▸ Document:
=-=-=-=-=

Chef Jay Back Alley Pasta, Corridor Grill & Tapas

Chef Jay – Co-owner Trodiv Kitchen

Chef Jay

In this interview, Chef Jay, co-owner of Trodiv Kitchen encompassing Back Alley Pasta, Mid Sweet Dessert Bar and Corridor Grill and Tapas, shares how he got into the food and beverage industry.

What do you do?

I’m the co-owner and chef for the group of restaurants, which consists of Back Alley Pasta , Mid Sweet Dessert Bar and Corridor Grill and Tapas tells how he got into the food and beverage industry.

How did you get into the industry?

It was the love for food and cooking that was introduced to me by my mum and grandfather, as a child growing up. Watching chefs on television pushed the urge to get into the culinary arts even more. So, when I was 15 years old , I already had my mind set on what I wanted to do, and from then on, I never looked back.

What food memory from your childhood or travels stands out?

=-=-=-=-=

▸ Complete the following:
- a) According to the interview, who introduced Chef Jay to his love for food and cooking?
- b) Repeat the part of the interview that opens with the words containing "What do you" and closes with "never looked back.".
Rely only on the interview to complete these tasks.

[Records from a collection]
=-=-=-=-=

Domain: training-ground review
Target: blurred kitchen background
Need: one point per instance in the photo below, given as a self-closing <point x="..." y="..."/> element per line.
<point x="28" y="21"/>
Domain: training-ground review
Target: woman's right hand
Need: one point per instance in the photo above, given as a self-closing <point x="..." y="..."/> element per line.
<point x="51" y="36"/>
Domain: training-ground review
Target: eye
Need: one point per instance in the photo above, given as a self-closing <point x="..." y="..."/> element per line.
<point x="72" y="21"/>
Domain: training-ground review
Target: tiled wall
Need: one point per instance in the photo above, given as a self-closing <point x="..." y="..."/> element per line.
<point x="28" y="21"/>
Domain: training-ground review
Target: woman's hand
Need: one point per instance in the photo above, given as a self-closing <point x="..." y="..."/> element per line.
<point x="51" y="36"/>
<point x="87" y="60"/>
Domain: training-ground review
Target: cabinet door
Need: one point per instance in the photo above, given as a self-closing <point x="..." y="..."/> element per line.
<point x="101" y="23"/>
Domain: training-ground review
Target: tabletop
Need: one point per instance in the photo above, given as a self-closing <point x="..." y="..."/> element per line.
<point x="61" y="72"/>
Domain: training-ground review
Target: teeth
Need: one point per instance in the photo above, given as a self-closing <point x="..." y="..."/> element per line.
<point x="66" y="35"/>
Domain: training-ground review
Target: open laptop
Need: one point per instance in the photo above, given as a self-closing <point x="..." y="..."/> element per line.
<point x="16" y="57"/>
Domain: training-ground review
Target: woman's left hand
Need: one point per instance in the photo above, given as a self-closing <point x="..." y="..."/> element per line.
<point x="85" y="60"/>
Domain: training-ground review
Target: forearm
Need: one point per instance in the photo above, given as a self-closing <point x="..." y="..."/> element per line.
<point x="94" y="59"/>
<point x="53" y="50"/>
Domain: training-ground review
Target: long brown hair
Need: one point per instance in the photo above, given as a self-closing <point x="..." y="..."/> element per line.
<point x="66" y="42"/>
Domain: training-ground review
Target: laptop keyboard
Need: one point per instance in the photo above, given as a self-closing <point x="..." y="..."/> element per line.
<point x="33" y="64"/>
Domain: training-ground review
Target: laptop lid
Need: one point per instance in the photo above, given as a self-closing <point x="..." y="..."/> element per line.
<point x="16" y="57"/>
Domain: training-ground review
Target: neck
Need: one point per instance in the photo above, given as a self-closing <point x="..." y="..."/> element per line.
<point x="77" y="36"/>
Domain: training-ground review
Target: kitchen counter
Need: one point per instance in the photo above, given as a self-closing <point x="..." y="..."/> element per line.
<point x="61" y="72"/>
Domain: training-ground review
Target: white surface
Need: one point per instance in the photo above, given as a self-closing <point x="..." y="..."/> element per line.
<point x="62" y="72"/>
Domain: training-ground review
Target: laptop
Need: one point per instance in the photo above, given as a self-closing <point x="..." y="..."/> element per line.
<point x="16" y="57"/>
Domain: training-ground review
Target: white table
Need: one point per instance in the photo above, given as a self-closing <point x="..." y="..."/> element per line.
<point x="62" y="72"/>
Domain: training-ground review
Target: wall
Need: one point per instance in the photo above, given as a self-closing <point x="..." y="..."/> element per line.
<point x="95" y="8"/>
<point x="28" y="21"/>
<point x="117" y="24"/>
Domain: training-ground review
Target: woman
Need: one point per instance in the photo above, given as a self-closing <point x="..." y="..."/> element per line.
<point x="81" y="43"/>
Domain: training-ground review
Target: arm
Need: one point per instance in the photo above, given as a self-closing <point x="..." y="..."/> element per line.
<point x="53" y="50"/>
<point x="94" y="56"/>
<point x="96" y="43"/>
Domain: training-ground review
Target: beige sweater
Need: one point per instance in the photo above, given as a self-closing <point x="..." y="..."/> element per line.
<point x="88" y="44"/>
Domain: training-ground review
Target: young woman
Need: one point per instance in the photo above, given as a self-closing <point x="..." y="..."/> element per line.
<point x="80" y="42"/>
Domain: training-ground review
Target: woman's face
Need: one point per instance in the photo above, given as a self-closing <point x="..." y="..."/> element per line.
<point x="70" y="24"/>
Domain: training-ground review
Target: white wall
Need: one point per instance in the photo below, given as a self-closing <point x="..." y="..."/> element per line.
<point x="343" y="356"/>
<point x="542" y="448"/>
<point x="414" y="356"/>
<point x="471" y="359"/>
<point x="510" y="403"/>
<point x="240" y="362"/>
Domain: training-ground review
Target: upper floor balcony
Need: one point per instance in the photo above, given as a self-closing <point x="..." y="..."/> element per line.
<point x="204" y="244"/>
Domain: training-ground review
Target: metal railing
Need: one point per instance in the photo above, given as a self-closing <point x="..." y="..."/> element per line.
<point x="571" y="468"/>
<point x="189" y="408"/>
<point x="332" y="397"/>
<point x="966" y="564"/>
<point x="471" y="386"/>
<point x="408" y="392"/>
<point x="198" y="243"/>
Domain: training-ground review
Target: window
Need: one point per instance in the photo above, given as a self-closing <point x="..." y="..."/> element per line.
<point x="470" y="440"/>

=-=-=-=-=

▸ Results of the tasks:
- a) His mum and grandfather.

- b)
What do you do?

I’m the co-owner and chef for the group of restaurants, which consists of Back Alley Pasta , Mid Sweet Dessert Bar and Corridor Grill and Tapas tells how he got into the food and beverage industry.

How did you get into the industry?

It was the love for food and cooking that was introduced to me by my mum and grandfather, as a child growing up. Watching chefs on television pushed the urge to get into the culinary arts even more. So, when I was 15 years old , I already had my mind set on what I wanted to do, and from then on, I never looked back.